→ Extract to read:
_ _ _ _ _

There were differences and many activists of the ‘India Against Corruption’ combine that had spearheaded the movement, chose to dissociate from the decision to form a political outfit. Even Anna Hazare was not sure and was non-committal. His approval came very late.

But people saw a point here – in voices of those activists who were of the opinion that a political extension was the next logical step to cleanse the political system. Between May 2011, when the anti-corruption movement was at peak, and November 2012, when the AAP was formally launched, the existing political system had effectively worked to blunt the edge of the movement which was seeing a clear roadblock ahead.

There was no surety on when India would see a massive mobilization next. It could again have been a long round based on apolitical principles of civic society movements before people would feel motivated enough to come to a platform to raise their voice against the existing system. It was added by the inherent flaws in ‘India Against Corruption’ itself. Its activists had started speaking in different voices sending confusing signals to supporters as well as to people who felt proud in taking a principled stand for the movement.

_ _ _ _ _

→ Material:
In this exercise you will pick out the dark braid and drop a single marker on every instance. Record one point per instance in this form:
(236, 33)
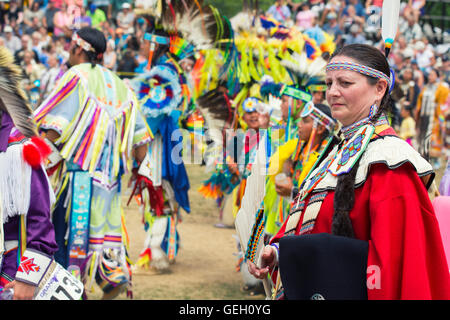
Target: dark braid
(344, 196)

_ _ _ _ _

→ Short exercise 1:
Answer these questions about the passage on the AAP's founding, placed above the material:
(a) Whose approval of the political outfit came very late?
(b) In what month and year was the AAP formally launched?
(c) What had the activists of 'India Against Corruption' started doing?
→ Short exercise 2: Write out part of the passage on the AAP's founding, with no changes. Begin at the words "There were differences" and stop after "came very late.".

→ Full answer 1:
(a) Anna Hazare's.
(b) November 2012.
(c) Speaking in different voices, which sent confusing signals to supporters and to people who felt proud in taking a principled stand for the movement.

→ Full answer 2:
There were differences and many activists of the ‘India Against Corruption’ combine that had spearheaded the movement, chose to dissociate from the decision to form a political outfit. Even Anna Hazare was not sure and was non-committal. His approval came very late.